### Given exercise:
Starting at the line that contains "burgundy flower with a single point per instance." and continuing through the last of the items, write those lines out again with "vase" changed to "planter". Keep everything else unchanged.

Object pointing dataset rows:
####################

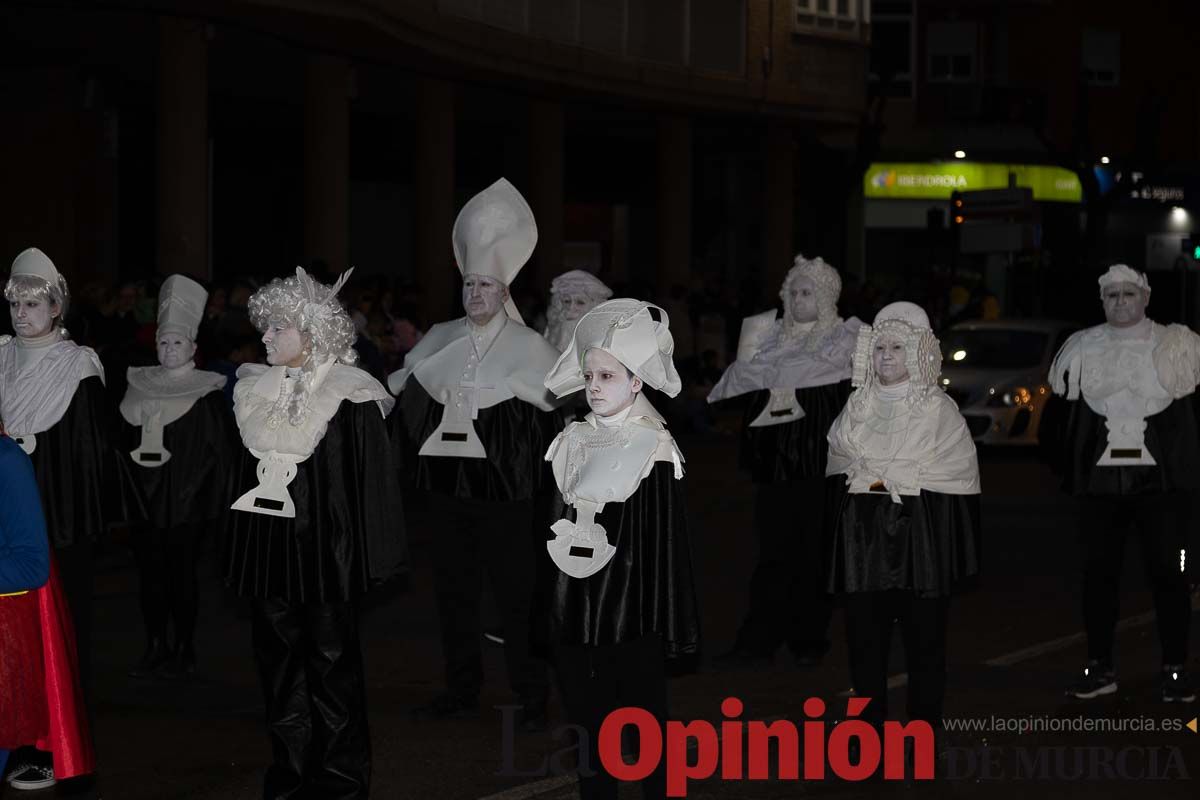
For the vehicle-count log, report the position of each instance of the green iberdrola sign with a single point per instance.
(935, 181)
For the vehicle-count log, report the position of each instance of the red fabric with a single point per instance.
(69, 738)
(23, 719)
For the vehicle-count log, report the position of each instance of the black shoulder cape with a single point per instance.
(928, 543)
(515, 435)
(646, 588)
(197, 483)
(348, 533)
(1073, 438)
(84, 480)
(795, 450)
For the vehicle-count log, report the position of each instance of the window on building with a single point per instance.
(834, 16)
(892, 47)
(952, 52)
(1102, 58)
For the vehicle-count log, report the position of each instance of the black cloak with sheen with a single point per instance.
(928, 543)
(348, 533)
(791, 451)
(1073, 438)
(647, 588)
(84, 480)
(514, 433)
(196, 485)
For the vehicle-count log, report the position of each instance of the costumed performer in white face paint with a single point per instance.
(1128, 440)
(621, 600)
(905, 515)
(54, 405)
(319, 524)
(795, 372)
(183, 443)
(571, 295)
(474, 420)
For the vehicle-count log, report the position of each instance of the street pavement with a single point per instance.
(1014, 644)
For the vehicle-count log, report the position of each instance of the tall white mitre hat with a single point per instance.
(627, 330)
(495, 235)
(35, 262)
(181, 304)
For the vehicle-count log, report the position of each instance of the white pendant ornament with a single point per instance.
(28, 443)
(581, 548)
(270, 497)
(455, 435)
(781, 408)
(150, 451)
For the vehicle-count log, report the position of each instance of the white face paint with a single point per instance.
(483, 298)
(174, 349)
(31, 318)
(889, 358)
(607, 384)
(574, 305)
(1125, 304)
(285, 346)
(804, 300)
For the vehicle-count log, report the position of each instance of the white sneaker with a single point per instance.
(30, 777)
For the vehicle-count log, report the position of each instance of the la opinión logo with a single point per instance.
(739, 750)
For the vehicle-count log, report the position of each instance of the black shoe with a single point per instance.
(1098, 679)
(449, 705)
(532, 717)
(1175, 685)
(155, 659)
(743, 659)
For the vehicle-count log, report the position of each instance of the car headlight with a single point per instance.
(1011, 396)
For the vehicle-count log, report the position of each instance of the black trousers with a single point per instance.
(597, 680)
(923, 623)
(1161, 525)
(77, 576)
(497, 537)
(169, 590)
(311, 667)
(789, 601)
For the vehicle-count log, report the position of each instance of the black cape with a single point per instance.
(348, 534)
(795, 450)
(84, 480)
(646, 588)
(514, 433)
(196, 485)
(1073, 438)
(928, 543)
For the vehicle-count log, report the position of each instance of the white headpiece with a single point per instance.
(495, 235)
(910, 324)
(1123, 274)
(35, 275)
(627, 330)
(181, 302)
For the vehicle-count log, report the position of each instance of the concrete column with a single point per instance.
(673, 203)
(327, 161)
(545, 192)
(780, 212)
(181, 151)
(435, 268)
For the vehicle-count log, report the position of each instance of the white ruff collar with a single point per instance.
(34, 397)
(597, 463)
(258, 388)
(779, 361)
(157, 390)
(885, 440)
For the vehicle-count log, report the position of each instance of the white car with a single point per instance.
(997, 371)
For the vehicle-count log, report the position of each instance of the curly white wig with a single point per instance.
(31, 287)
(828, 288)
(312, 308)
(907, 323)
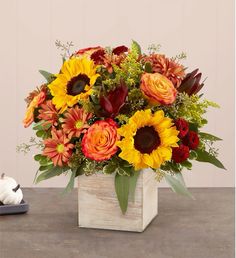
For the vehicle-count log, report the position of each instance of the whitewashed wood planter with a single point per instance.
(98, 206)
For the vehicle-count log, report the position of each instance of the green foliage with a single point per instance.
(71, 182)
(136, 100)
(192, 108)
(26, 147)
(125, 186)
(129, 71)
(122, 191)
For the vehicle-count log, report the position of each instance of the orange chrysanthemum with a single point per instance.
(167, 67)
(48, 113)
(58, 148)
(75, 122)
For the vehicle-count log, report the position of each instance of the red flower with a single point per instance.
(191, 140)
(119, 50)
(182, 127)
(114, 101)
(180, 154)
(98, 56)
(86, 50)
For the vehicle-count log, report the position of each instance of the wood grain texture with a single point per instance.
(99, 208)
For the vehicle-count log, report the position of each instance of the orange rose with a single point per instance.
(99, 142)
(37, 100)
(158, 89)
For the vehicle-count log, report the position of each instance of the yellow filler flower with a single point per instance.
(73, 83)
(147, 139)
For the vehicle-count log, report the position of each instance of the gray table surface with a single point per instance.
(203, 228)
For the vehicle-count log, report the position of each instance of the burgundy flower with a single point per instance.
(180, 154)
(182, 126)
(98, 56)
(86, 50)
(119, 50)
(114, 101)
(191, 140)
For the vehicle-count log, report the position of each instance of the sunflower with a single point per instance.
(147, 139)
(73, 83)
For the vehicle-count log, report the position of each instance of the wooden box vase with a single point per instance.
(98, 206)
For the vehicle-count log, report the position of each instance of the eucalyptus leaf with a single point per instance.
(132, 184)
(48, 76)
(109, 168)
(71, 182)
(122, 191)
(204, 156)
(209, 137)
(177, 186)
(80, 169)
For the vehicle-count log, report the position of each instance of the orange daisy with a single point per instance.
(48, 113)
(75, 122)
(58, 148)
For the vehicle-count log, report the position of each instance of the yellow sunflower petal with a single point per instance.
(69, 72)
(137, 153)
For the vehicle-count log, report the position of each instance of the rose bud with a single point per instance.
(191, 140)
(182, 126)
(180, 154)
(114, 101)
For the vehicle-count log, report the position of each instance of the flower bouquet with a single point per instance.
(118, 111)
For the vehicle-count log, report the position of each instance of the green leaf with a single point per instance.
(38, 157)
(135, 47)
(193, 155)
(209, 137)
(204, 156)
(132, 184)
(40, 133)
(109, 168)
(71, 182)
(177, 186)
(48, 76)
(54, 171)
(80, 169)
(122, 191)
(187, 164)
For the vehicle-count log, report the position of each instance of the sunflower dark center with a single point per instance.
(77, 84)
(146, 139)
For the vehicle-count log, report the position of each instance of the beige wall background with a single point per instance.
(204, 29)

####################

### Finished exercise:
For the vehicle-count log, report the position of each instance of the burgundy flower with a single point per instance.
(180, 154)
(182, 126)
(98, 56)
(86, 50)
(119, 50)
(114, 101)
(191, 140)
For the vehicle-count log, report the position of each instance of the sunflower with a single point per instance.
(147, 139)
(73, 83)
For the vehicle-count log, report the position of each instance of the wooden box planter with a single point per instance.
(98, 206)
For the vehicle-count log, report the position of each instance of the eucalyptus leaf with a single point per instance.
(132, 184)
(48, 76)
(109, 168)
(71, 182)
(122, 191)
(204, 156)
(209, 137)
(177, 186)
(80, 169)
For the vehicle-count log, report the position of each instance of the orange daisy with a single point per instance.
(48, 113)
(75, 122)
(58, 148)
For the vehicle-count log, report the position of each instance of the yellow sunflower petal with a single point per instance.
(69, 72)
(137, 153)
For the vehicle-count log, report the position of each instance of the rose bud with a single point per instance.
(191, 140)
(182, 126)
(180, 154)
(114, 101)
For the vehicle-count log, report the position of each instance of the flower bouquet with a single point per instance.
(118, 111)
For the vehicle-count log, report the position of each instance of the green leaf with a single point per instance.
(38, 157)
(135, 47)
(193, 155)
(209, 137)
(204, 156)
(132, 184)
(40, 133)
(109, 168)
(71, 182)
(177, 186)
(48, 76)
(54, 171)
(80, 169)
(122, 191)
(187, 164)
For the vehicle-count log, report the position of each instance of the sunflower dark center with a single point per instance.
(77, 84)
(146, 139)
For the vehicle-count log, report the position of each instance of the beige wall background with a single point per instance.
(204, 29)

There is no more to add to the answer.